[Stored data]
=======

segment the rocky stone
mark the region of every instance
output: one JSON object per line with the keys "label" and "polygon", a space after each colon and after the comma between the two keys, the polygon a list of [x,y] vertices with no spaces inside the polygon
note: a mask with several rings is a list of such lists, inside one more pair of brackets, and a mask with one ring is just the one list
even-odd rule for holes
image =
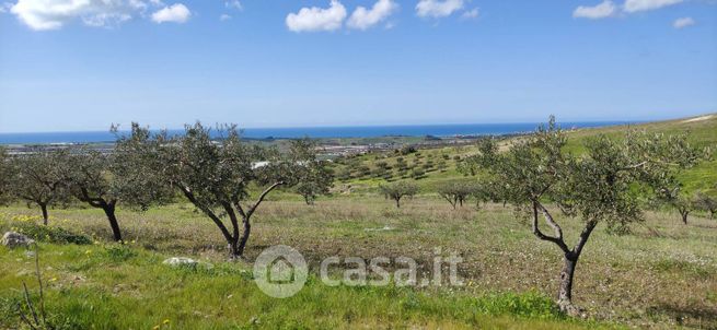
{"label": "rocky stone", "polygon": [[171,267],[196,267],[199,262],[192,258],[186,257],[172,257],[164,260],[162,263]]}

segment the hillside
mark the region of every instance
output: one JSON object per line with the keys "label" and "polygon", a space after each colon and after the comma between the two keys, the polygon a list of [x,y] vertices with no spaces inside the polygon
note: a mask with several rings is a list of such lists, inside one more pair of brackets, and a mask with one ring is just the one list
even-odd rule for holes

=======

**Directions for this task**
Retype every line of the listing above word for word, but leave the pictures out.

**The answer**
segment the rocky stone
mark the region of every instance
output: one JSON object per line with the keys "label" and "polygon", a space after each colon and after the comma between the two keys, the polygon a list of [x,y] vertices with no spaces inside the polygon
note: a mask with several rings is a list of such lists, inside one more pair of brackets, and a mask with one ring is just the one list
even-odd rule for holes
image =
{"label": "rocky stone", "polygon": [[171,267],[196,267],[199,262],[192,258],[186,257],[172,257],[164,260],[162,263]]}

segment the hillside
mark the region of every instance
output: one JSON object per line with the keys "label" and "polygon", a space after each colon and after the comma between the two keys, the polygon a list of [x,y] vertices with no spaces inside the polygon
note: a mask with several rings is a list of such lists, inside one more pair of brackets, and a mask with one ring is just the one list
even-odd rule for holes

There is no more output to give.